Written problem :: Restate the material word for word and leave out anything that is a picture.

──────

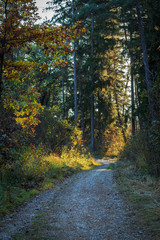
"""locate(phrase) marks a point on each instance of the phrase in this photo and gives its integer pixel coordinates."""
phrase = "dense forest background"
(86, 81)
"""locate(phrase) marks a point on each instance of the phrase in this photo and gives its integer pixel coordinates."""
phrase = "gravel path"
(86, 206)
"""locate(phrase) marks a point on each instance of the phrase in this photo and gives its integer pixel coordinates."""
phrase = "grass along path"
(85, 206)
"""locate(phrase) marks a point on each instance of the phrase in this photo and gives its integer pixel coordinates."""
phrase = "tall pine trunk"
(145, 61)
(92, 86)
(132, 81)
(1, 73)
(132, 89)
(75, 77)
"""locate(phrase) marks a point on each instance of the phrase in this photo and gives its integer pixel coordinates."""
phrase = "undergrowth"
(35, 171)
(143, 192)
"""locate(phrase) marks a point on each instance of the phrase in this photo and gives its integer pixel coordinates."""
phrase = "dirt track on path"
(86, 206)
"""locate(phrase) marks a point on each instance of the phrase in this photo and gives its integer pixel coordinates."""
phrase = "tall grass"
(35, 171)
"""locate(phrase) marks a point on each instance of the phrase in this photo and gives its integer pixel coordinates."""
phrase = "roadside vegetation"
(35, 171)
(138, 180)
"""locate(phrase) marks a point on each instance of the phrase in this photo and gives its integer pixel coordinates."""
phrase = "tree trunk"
(75, 77)
(132, 89)
(145, 61)
(119, 115)
(1, 73)
(63, 101)
(92, 87)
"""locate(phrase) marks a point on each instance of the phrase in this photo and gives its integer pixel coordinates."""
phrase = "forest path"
(86, 206)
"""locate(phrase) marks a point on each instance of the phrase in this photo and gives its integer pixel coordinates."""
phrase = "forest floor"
(85, 206)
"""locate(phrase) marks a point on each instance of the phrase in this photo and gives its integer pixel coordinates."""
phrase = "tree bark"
(132, 89)
(1, 73)
(145, 61)
(119, 115)
(75, 76)
(92, 87)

──────

Task output ::
"""locate(phrase) marks a point on each instance of the phrase in this photo and gives its integer pixel coordinates."""
phrase = "dense forest background"
(86, 81)
"""locate(phrase) marks a point on each instance of the phrase in this photo and gives its integer pixel coordinates."""
phrase = "gravel path"
(86, 206)
"""locate(phrase) marks a point on each instance of the phrase in this photo and gives its integer pixel coordinates."""
phrase = "grass along path"
(85, 206)
"""locate(phrase) marks a point on each instance of the phrase in this photo and gives its integer pixel coordinates."""
phrase = "tall pine trunk"
(145, 61)
(92, 86)
(132, 81)
(1, 73)
(132, 89)
(75, 77)
"""locate(phrase) marks a point on each instance of the phrase in this photo and gives its integer pixel coordinates."""
phrase = "undergrowth"
(35, 171)
(143, 192)
"""locate(phrase) marks a point on each instance of the phrase in this photo and gives its integer pixel coordinates."""
phrase = "dirt track on path"
(86, 206)
"""locate(phrase) marks a point on each instance of the phrase in this photo and gives its integer pixel coordinates."""
phrase = "tall grass"
(35, 171)
"""locate(phrase) marks a point on each instance of the phrase in this photo and gives its integer pixel coordinates."""
phrase = "roadside vegetation"
(35, 171)
(138, 180)
"""locate(phrase) marks a point on each instance of the phrase in this photo and gives its integer pixel coordinates."""
phrase = "tree trunk"
(75, 77)
(132, 89)
(145, 61)
(119, 115)
(1, 73)
(63, 101)
(92, 87)
"""locate(phrase) marks a point on each instance of the phrase in this photo and gives its integer pixel coordinates."""
phrase = "forest path"
(86, 206)
"""locate(phrase) marks a point on each instance of the phrase in this photo and gives its integer pixel coordinates."""
phrase = "forest floor"
(85, 206)
"""locate(phrase) marks a point on each instance of the phrase in this photo and gives its integer pixel coordinates."""
phrase = "tree bark"
(132, 89)
(1, 73)
(145, 61)
(119, 115)
(75, 76)
(92, 87)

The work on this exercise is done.